> [Your task]: Reproduce all the material below, switching every "photo" to "image" and leaving everything else as it is. Leave the pictures out of your answer.
>> begin Record extracts
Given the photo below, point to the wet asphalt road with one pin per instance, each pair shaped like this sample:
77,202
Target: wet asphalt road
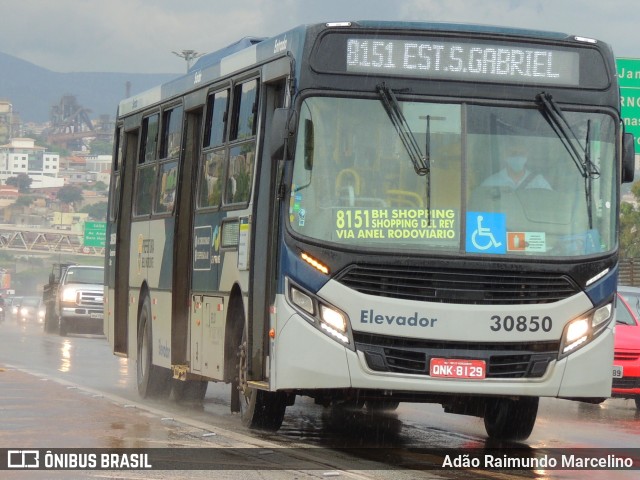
84,366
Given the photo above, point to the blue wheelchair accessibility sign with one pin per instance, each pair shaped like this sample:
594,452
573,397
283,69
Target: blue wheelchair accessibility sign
486,232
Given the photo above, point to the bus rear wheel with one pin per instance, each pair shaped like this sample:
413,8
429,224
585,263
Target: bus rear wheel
189,390
259,409
153,381
510,419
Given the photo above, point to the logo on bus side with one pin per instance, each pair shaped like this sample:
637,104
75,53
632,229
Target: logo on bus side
415,320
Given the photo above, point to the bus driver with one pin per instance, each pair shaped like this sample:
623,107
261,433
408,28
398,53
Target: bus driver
515,174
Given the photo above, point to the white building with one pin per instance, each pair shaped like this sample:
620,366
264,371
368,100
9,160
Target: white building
21,155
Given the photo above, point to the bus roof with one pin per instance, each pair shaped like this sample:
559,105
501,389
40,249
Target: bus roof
252,50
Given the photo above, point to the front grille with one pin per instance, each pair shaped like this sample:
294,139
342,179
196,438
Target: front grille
628,382
503,360
478,287
90,299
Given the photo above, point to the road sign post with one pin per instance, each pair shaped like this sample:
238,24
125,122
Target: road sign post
95,234
629,80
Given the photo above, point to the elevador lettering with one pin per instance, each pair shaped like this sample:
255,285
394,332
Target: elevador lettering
414,320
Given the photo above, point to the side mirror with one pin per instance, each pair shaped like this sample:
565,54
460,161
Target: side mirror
628,158
282,132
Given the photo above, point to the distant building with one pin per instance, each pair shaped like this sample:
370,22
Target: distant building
21,155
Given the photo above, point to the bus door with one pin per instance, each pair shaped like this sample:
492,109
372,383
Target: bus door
264,229
120,239
183,240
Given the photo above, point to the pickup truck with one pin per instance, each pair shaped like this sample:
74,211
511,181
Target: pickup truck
74,299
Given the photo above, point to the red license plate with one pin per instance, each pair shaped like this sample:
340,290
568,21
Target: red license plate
457,368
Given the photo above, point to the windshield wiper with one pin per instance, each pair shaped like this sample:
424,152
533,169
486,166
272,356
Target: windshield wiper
580,155
421,162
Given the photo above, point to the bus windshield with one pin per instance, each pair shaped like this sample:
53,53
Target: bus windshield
500,180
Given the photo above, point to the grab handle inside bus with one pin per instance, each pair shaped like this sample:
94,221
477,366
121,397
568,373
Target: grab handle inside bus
282,132
628,157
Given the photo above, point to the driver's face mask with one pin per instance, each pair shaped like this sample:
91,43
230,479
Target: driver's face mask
516,163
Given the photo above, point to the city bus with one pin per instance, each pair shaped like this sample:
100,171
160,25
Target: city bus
369,213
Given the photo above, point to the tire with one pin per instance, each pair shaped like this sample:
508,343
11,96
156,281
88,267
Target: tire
509,419
153,381
259,409
63,328
190,391
381,405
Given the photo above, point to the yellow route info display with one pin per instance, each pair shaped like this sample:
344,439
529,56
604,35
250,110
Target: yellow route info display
438,226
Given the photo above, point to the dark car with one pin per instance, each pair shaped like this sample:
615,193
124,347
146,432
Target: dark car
626,363
30,310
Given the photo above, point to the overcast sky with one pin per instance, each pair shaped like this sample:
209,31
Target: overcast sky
138,36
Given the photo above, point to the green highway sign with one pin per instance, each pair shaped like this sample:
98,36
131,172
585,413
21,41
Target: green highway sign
629,80
95,234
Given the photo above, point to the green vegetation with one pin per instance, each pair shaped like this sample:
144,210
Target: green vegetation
>> end Record extracts
> [Written response]:
Given the image below, point to the wet asphalt road with one pin per instance, each pair shaped like this sample:
77,202
Target: wet asphalt road
84,366
Given the image above, point to the blue wheelchair accessibility sign with one pin per instance, each pair shaped like this sample:
594,452
573,397
283,69
Target: blue wheelchair accessibility sign
486,232
Given the image above, point to the bus rear wheel with one pin per instance, each pair shaped like this sample:
413,8
429,224
585,263
Target: bus rear wheel
189,390
259,409
153,381
510,419
Given the image above, point to the logo on bus side with one pin per instance, each pair shaped like this sample:
637,104
75,53
632,229
Target: logo on bus side
415,320
Given the image above, point to the bus driver with one pin per instance, each pair shaped like this sample:
623,107
261,433
408,28
398,53
Target: bus driver
515,174
Given the image above, point to the white building with one pin per instance, each pair shaped like this sample:
620,366
264,371
368,100
9,160
Target: white building
21,155
Given the image above, point to the bus roof with one pin per instance, each pair shaped like this sample:
559,105
501,389
40,249
Target: bus roof
252,50
Given the image above, point to the front grille with one pin per instance, each pair shaped like this sample:
294,139
342,179
196,438
Target: front grille
628,382
503,360
478,287
90,299
Given the image above, point to the road sign post with one pin per instance, each pair shaped like this sample:
238,24
125,122
Target: road sign post
95,234
629,80
Given the image above, point to the elevador lettering with one pin per instance, each pair shaped like this sample:
255,285
394,332
Target: elevador lettering
414,320
Given the image above, point to the side mirror with one pin per instance, each pair shaped like this sample:
565,54
460,161
Target: side mirror
628,158
282,132
Given the image above, point to the distant building with one pin per instance, each pair shaped like this sample:
370,22
Target: distant building
21,155
Given the image above, point to the bus door with one pin per instance, each pair shaped like this sample:
492,109
372,383
Target: bus door
264,229
120,239
183,240
Given the image above, point to the pickup truck with one pin per instance, each pair shaped like this sample:
74,211
511,181
Target: pickup truck
74,299
Given the image above, point to the red license plate with one pin per instance, each pair shaped like this sample:
340,290
568,21
Target: red license plate
457,368
Given the image above, point to the windshield wiper with one pin per instance, each pair shaped like this sample:
424,152
533,169
486,166
272,356
Target: windshield wiper
580,155
421,162
Given the image above, point to the bus windshield with one pin per instance, each pair shaped like this sample:
53,53
Target: bus windshield
500,180
Given the image above, point to the grab handle inside bus with one pin per instance, each pair shaped like this sample:
94,221
477,366
121,397
568,373
Target: grab handle inside bus
282,132
628,157
Given the image above, point to the driver's face mask with one pin per instance, each pair shaped like this sample:
91,43
230,479
Target: driver's face mask
516,163
Given the image above, point to the city bus with one pin per instance, each pair shaped like this sample:
100,171
160,25
Target: city bus
369,213
Given the image above, point to the tire with one pin per instance, each pair shaped like this sample:
508,343
11,96
156,281
88,267
Target: tire
509,419
153,381
259,409
63,328
190,391
381,405
Given the image above, point to the yellow route info display with one pin per instance, each pair shaped like this sample:
344,439
529,56
604,35
250,110
Target: yellow route info display
438,226
Given the image above, point to the dark car with one pin per instance, each pair shaped like this sample:
615,193
124,347
146,432
Target: dark car
626,363
30,310
Given the image above, point to the overcast sky with one pin per instance, each pair shaped like this sample:
209,31
Target: overcast sky
138,36
Given the image above, point to the green highway sign with one pin per instance, each pair shaped like this sample:
98,36
131,172
585,413
21,41
Target: green highway sign
629,80
95,234
Given the image above, point to the green vegetation with one pin per instance, each pair shaped like this sample:
144,210
Target: green vegetation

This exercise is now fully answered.